Exercise directions: From the data, return each line holding the word "point".

(Dataset entries)
------------------------------------------------------------

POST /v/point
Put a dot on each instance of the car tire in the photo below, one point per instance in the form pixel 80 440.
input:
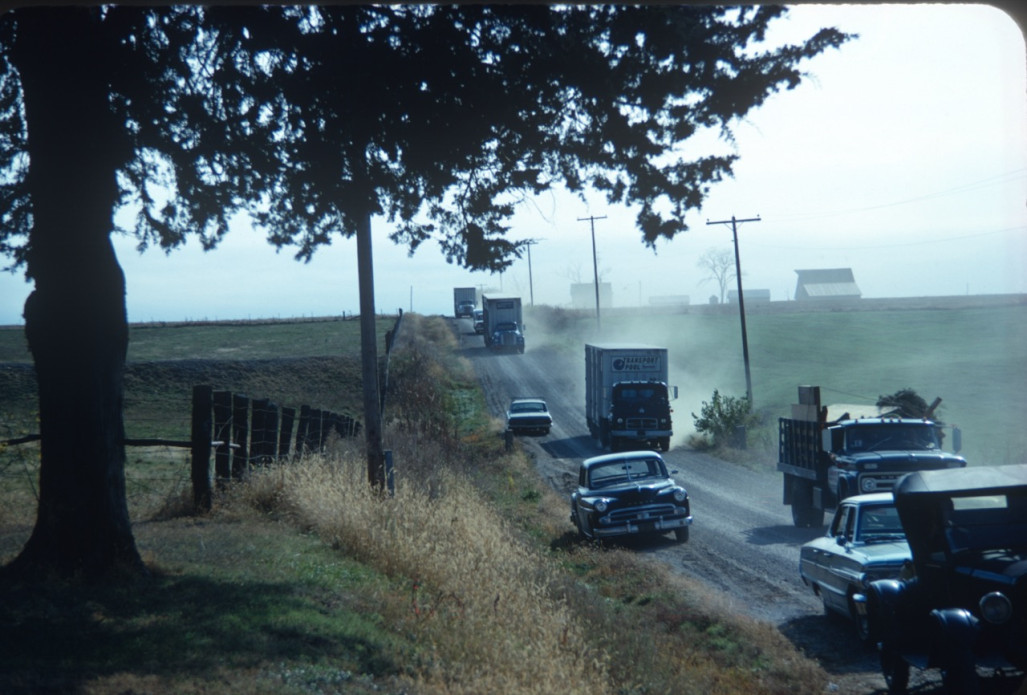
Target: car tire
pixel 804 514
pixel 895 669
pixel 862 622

------------------------------------------------------------

Completed exercise:
POST /v/point
Put a dot on each instance of the car tire in the photo below, one point per instance in the form pixel 80 440.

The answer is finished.